• _Task input_:
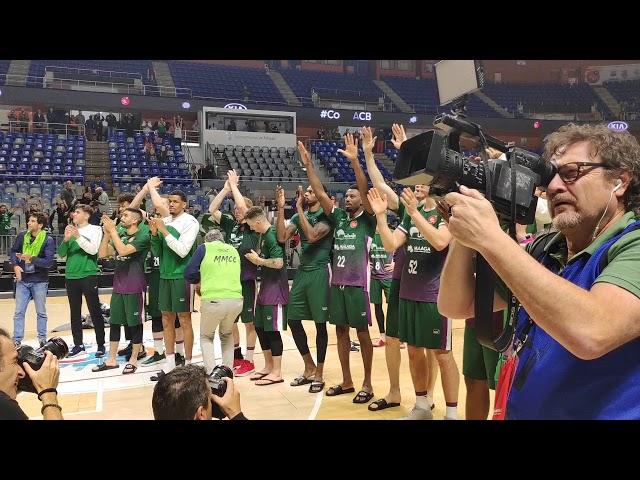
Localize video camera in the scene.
[394,60,557,351]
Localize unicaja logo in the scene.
[607,121,629,132]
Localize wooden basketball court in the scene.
[0,295,493,420]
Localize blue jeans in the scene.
[13,282,49,342]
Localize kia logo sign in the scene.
[607,121,629,132]
[224,103,247,110]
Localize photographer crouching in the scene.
[0,328,66,420]
[438,124,640,419]
[152,364,247,420]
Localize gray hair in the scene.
[204,228,224,243]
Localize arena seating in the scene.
[168,61,284,103]
[215,144,306,181]
[0,132,85,183]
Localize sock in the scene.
[244,347,256,363]
[416,392,431,410]
[162,353,176,373]
[233,345,244,360]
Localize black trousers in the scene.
[66,275,104,345]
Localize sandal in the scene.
[91,363,120,372]
[327,385,356,397]
[368,398,400,412]
[309,380,324,393]
[353,390,373,403]
[122,363,138,375]
[289,375,313,387]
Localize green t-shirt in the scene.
[329,207,377,287]
[220,213,260,282]
[0,212,13,235]
[291,209,333,271]
[109,225,151,294]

• _Set problem_:
Convert all the items above into a Markdown table with the columns Row and Line, putting a row number beside each line of text. Skip blank lines, and leave the pictures out of the answer.

• _The solution_:
| Row | Line |
|---|---|
| 1 | Localize video camera in the scene. |
| 2 | [394,60,557,351] |
| 3 | Localize unicaja logo in the scene. |
| 4 | [607,121,629,132] |
| 5 | Localize wooden basketball court in the scene. |
| 6 | [0,295,493,420] |
| 7 | Localize blue jeans in the scene. |
| 8 | [13,282,49,342] |
| 9 | Localize kia logo sign in the scene. |
| 10 | [607,121,629,132] |
| 11 | [224,103,247,110] |
| 12 | Localize photographer crouching in the scene. |
| 13 | [0,328,66,420] |
| 14 | [438,124,640,419] |
| 15 | [152,364,247,420] |
| 16 | Localize gray hair in the scene. |
| 17 | [204,228,224,243] |
| 18 | Localize arena seating in the scene. |
| 19 | [168,61,284,103] |
| 20 | [215,144,306,181] |
| 21 | [0,132,85,183] |
| 22 | Localize sock in the scene. |
| 23 | [244,347,256,363] |
| 24 | [416,392,431,410] |
| 25 | [162,353,176,373] |
| 26 | [233,345,244,360] |
| 27 | Localize black trousers in the scene. |
| 28 | [66,275,104,345] |
| 29 | Localize sandal in the scene. |
| 30 | [91,363,120,372] |
| 31 | [327,385,356,397] |
| 32 | [368,398,400,412] |
| 33 | [309,380,324,393] |
| 34 | [353,390,373,403] |
| 35 | [122,363,138,375] |
| 36 | [289,375,313,387] |
| 37 | Localize green t-shirt in the scene. |
| 38 | [329,207,377,287] |
| 39 | [220,213,260,282] |
| 40 | [0,212,13,235] |
| 41 | [291,209,333,271] |
| 42 | [109,225,151,294] |